Exercise aim:
How many lines in the records below contain the string "sign"? Case counts, and the reply should be only the number.

[Stored dataset items]

----

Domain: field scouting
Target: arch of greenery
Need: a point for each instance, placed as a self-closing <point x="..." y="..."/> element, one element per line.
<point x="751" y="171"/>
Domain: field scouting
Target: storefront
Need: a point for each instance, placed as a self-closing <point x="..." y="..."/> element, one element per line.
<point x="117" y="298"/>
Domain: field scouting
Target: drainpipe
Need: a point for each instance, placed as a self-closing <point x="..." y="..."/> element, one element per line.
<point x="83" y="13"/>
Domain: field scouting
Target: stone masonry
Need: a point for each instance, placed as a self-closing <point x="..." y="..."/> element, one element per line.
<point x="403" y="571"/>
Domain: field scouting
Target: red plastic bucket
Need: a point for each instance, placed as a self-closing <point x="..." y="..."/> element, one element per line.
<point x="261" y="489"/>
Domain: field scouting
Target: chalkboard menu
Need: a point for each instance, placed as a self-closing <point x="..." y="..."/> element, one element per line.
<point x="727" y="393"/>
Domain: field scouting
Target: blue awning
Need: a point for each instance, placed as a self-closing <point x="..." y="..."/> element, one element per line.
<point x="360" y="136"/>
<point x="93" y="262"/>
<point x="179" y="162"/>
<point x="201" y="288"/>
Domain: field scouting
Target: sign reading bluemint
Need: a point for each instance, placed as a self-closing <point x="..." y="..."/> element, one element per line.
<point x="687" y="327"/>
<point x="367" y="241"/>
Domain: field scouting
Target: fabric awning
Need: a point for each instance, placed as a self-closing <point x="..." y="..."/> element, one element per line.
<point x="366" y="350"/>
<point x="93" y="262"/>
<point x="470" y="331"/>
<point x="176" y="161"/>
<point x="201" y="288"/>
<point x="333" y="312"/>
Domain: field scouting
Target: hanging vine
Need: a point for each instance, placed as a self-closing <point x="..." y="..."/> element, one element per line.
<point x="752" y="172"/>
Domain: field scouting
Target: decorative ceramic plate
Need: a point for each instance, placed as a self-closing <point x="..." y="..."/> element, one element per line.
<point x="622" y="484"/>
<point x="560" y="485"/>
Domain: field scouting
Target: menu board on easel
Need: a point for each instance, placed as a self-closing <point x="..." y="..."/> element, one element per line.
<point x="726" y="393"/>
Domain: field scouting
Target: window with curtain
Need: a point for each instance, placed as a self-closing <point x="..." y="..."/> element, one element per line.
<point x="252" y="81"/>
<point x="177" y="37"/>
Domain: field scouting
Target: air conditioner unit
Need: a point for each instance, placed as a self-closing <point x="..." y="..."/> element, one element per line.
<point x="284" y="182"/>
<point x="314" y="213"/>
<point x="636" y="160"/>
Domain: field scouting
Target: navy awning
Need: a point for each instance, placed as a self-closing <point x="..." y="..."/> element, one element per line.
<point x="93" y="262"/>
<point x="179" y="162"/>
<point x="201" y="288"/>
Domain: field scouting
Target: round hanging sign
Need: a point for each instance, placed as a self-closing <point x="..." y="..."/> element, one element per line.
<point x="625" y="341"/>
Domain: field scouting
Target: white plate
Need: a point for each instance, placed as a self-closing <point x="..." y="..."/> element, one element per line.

----

Answer to this task:
2